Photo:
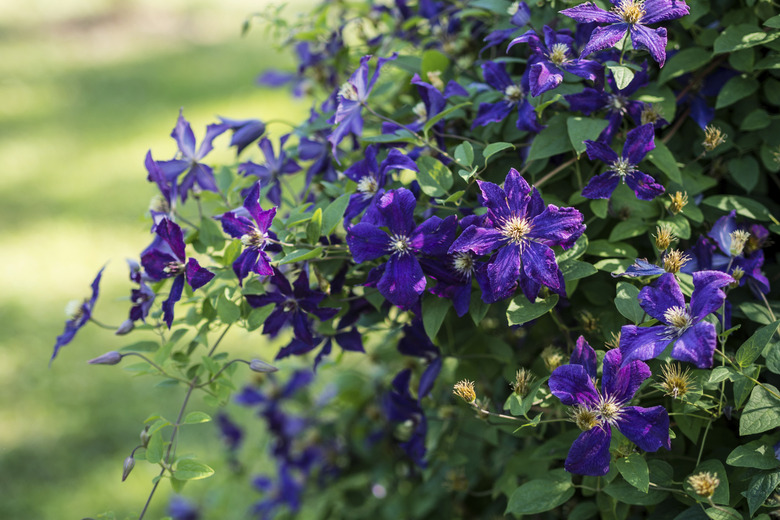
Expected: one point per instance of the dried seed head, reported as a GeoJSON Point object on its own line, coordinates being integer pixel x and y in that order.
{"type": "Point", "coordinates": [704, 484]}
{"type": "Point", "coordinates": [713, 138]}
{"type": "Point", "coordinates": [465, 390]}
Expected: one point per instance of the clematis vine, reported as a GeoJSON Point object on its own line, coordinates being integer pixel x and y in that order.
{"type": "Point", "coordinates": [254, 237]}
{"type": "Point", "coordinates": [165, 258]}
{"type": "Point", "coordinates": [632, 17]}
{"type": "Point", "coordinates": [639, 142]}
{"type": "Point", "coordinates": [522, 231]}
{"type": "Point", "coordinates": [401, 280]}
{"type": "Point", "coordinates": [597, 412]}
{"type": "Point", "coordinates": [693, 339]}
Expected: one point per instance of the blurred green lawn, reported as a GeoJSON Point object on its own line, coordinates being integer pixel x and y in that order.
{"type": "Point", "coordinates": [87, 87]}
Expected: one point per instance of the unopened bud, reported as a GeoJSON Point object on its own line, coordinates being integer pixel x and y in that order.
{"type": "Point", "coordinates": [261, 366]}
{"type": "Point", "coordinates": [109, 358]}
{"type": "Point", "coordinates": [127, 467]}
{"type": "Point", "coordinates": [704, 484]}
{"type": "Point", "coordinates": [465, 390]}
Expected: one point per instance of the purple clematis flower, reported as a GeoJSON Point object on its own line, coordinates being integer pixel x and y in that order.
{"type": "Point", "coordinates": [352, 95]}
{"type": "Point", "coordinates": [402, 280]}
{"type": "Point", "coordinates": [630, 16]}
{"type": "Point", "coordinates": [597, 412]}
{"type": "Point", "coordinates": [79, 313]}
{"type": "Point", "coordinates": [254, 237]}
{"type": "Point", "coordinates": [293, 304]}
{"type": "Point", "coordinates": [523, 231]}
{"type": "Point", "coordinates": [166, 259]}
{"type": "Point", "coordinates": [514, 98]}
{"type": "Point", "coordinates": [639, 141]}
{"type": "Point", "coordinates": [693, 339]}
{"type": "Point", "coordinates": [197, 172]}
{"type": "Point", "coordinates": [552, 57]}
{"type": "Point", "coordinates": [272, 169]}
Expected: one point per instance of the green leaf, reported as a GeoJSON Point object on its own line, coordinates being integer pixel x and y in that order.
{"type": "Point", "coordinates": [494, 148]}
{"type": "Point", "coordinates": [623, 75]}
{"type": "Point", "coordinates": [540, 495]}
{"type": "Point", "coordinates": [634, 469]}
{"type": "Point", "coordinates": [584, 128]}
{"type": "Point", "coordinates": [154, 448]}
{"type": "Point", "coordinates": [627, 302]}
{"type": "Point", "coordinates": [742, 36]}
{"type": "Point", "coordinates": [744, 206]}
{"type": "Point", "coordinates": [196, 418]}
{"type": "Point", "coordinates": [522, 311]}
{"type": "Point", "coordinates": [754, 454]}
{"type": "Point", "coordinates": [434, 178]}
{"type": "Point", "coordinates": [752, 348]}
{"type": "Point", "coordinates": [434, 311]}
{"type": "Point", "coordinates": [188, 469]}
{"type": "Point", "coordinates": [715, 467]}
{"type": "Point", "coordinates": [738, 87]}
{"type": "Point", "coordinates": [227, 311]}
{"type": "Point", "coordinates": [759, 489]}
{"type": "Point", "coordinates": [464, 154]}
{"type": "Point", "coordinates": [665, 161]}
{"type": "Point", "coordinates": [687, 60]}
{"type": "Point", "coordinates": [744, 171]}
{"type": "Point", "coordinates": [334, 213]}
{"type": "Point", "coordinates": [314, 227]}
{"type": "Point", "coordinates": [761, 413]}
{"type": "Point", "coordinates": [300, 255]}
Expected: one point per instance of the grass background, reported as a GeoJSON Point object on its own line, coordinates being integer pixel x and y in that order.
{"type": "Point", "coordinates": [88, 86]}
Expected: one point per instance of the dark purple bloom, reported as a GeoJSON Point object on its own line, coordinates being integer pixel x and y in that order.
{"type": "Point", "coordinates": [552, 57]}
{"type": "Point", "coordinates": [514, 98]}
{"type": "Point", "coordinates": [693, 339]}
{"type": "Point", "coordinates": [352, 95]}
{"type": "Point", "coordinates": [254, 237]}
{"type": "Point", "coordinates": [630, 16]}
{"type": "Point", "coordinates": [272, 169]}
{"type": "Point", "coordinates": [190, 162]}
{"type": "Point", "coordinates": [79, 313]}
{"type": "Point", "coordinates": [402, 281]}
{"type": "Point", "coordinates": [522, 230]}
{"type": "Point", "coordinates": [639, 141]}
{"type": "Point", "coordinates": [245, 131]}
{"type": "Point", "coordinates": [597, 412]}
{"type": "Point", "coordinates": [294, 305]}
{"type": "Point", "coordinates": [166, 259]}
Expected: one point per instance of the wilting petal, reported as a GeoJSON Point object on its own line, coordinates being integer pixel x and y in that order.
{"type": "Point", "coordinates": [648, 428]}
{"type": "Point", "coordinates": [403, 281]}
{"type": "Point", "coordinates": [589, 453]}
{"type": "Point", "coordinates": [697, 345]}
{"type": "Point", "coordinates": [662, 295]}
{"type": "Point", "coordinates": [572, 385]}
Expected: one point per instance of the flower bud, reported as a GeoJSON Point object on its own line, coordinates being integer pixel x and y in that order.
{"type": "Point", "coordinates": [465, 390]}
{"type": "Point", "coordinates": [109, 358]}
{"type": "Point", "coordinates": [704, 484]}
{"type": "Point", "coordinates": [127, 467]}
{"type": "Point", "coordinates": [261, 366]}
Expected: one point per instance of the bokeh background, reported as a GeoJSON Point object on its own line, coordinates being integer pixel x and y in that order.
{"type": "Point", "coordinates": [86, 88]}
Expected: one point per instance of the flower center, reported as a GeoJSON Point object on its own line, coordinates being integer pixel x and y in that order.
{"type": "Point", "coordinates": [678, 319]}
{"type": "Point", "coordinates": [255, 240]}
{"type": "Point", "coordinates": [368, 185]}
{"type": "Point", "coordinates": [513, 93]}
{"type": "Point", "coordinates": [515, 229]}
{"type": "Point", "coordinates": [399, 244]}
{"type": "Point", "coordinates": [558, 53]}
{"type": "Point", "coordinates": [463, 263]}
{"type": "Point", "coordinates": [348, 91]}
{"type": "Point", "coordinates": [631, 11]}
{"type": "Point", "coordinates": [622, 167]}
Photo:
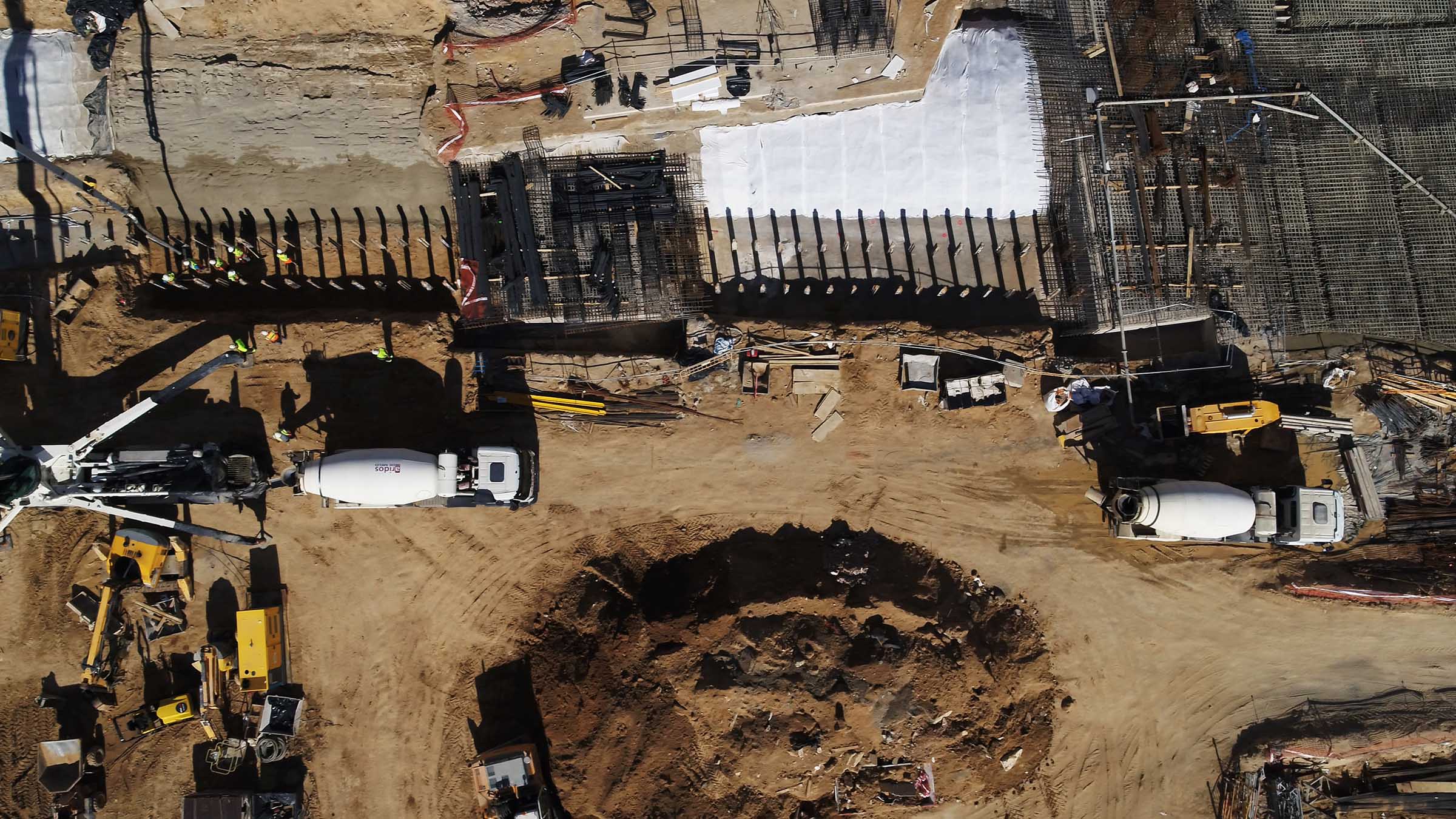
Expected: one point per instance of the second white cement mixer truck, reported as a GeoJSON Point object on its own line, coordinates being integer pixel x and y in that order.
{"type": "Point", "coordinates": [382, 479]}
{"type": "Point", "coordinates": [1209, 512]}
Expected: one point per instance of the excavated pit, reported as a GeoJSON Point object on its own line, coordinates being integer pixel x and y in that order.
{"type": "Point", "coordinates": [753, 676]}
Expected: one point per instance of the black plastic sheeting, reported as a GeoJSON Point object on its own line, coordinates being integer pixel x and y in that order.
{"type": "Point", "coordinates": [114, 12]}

※ ※ ※

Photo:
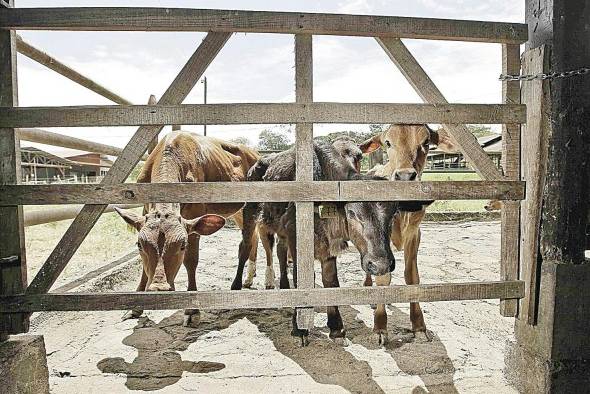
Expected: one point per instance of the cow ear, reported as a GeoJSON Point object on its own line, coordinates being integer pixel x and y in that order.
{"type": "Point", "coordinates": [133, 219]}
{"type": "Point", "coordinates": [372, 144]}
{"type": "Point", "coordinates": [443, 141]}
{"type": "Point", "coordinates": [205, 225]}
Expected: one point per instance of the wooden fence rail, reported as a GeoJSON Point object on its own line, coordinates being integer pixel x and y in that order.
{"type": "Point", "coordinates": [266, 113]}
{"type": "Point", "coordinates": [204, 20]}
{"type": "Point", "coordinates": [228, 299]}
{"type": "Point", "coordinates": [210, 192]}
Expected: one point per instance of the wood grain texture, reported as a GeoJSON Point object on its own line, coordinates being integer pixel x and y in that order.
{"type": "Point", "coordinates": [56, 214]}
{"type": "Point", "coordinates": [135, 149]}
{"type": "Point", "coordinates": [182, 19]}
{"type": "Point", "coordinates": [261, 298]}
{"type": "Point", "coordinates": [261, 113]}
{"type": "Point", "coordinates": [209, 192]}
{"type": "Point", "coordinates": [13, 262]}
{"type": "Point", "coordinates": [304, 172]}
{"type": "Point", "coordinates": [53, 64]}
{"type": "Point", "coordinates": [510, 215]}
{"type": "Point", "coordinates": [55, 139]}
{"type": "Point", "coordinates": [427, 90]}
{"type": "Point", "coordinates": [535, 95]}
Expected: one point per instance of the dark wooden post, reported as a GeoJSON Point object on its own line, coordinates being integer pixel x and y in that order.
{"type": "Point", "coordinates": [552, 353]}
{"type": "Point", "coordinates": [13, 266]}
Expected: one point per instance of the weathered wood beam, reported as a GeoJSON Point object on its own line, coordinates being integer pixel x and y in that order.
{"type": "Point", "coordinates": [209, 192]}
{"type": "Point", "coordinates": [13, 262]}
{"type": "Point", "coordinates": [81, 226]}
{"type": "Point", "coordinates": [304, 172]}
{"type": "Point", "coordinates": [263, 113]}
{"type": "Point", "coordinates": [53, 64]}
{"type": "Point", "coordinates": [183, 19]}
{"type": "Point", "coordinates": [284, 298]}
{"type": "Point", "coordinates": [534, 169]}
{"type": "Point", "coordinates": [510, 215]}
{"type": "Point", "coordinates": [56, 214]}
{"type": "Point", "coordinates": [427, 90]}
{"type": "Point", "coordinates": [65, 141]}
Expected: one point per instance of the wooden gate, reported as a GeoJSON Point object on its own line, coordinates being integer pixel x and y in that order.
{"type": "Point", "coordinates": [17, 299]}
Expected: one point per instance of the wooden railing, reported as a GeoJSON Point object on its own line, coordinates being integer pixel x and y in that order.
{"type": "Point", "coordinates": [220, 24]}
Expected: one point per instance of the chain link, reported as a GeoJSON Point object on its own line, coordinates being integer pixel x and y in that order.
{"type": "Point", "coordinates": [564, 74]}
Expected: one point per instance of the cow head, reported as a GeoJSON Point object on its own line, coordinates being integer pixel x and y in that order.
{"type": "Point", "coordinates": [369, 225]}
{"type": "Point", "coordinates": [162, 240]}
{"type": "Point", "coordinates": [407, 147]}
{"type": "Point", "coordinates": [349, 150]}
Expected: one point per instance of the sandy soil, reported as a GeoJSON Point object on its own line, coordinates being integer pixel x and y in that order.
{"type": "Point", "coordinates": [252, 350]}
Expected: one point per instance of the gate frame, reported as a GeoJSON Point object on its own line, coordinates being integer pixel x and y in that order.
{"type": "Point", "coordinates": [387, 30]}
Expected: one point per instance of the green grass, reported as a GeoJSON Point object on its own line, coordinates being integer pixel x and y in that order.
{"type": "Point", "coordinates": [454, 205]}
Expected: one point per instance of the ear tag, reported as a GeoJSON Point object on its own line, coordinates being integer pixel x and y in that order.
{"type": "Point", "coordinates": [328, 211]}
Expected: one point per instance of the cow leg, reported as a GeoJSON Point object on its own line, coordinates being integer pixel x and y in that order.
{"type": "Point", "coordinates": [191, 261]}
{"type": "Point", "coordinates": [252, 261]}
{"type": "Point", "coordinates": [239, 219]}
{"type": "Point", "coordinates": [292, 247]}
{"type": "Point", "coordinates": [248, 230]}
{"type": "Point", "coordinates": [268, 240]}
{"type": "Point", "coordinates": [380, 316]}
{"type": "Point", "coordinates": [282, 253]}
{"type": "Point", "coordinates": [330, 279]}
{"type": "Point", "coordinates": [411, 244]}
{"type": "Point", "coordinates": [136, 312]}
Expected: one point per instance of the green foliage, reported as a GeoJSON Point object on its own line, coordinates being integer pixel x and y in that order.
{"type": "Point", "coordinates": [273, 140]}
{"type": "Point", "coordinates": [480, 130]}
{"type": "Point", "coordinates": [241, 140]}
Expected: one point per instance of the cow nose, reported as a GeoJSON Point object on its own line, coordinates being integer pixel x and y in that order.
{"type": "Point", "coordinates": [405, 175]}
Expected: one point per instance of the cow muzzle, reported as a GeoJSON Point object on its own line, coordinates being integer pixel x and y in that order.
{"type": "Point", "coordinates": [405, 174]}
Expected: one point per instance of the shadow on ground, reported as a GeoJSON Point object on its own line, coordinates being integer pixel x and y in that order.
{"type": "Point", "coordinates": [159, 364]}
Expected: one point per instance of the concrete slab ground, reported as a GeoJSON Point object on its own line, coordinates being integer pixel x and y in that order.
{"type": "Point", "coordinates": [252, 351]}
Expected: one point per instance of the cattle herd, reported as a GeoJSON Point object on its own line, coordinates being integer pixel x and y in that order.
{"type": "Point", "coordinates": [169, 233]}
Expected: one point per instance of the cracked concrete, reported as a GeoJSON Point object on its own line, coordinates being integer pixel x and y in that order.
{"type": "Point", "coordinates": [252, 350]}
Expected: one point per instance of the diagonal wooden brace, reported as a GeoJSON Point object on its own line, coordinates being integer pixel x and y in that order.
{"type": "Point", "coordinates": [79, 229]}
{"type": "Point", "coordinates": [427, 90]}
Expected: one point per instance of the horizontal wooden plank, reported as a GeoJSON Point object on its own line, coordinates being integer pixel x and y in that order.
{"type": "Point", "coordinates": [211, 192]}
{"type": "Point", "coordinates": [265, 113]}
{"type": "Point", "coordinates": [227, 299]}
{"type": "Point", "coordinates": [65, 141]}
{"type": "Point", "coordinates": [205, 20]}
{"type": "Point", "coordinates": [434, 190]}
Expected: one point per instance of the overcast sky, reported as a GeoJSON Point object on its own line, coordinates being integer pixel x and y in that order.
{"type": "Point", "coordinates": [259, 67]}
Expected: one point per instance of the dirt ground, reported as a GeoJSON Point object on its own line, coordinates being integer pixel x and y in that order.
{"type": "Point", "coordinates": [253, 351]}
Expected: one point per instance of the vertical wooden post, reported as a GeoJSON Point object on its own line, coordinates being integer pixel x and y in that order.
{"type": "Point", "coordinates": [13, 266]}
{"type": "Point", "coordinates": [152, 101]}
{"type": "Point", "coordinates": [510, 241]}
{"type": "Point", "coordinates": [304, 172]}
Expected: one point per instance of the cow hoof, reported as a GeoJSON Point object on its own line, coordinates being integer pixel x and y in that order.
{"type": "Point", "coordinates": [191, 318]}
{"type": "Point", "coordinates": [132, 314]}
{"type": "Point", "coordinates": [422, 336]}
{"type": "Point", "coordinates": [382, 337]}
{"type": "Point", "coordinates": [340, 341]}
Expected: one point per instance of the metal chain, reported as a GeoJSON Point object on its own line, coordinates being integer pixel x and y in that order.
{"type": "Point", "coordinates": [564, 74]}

※ ※ ※

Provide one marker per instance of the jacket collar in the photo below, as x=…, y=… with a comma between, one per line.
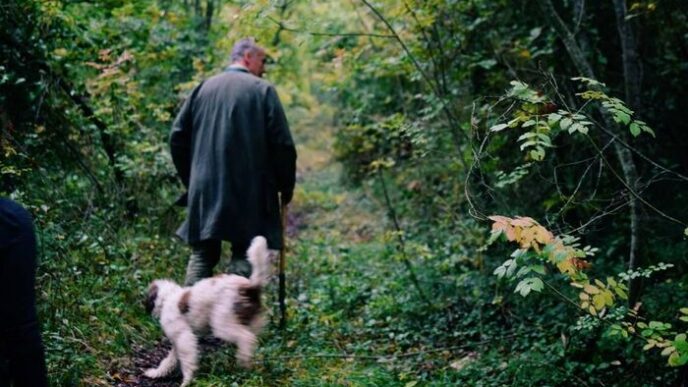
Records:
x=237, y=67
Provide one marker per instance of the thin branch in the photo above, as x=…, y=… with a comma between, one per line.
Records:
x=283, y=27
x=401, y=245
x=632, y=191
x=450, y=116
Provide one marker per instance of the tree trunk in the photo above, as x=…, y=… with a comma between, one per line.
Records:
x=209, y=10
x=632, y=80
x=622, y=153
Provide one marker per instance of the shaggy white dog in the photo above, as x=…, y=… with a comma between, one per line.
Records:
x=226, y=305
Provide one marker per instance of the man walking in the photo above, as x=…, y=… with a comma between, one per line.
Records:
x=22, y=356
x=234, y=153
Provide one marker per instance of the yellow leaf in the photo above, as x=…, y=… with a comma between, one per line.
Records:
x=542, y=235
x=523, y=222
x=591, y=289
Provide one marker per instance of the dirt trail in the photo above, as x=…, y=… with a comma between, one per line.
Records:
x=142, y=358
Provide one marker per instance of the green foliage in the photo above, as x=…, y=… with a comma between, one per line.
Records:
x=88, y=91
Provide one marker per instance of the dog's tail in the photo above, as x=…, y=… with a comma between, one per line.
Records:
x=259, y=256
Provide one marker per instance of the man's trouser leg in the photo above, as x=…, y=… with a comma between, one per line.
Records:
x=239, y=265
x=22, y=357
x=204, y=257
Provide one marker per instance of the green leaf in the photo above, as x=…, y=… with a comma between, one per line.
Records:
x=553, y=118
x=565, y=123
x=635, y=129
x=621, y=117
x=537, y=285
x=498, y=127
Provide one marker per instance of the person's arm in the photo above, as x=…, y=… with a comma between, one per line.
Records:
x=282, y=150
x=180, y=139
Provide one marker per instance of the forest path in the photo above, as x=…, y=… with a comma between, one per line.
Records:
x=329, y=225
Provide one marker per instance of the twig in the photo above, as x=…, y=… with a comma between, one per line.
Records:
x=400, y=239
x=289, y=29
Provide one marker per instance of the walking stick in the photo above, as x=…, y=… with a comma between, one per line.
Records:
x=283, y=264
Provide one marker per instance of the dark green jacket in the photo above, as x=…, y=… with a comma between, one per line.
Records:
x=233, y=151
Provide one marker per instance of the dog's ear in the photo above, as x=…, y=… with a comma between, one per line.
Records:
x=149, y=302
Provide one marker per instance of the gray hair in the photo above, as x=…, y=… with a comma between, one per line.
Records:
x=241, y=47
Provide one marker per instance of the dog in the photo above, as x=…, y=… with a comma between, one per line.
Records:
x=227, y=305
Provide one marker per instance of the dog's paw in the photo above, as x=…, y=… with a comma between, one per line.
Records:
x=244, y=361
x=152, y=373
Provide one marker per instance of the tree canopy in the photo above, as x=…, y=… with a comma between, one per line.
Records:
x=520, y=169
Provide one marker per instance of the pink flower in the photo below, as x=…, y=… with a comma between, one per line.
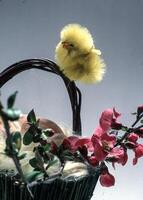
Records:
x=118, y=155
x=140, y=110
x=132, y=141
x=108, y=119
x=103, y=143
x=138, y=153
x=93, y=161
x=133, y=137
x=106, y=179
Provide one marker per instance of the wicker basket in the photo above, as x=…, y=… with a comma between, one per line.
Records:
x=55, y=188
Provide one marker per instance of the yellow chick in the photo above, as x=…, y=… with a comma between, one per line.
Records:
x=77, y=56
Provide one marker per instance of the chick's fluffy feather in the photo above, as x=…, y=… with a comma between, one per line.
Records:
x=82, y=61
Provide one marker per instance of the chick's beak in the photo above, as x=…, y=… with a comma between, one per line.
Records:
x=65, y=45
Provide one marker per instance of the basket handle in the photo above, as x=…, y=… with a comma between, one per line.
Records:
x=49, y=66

※ ※ ※

▶ **Exercise details**:
Copy all lines of the listing above that contain the string "jacket".

▶ **Response area**:
Provide one marker per instance of the jacket collar in the photo below, as x=…, y=… with a comma between, one per line.
Provide one marker per instance of the dark green jacket in the photo above, as x=…, y=… with a comma between, one per line.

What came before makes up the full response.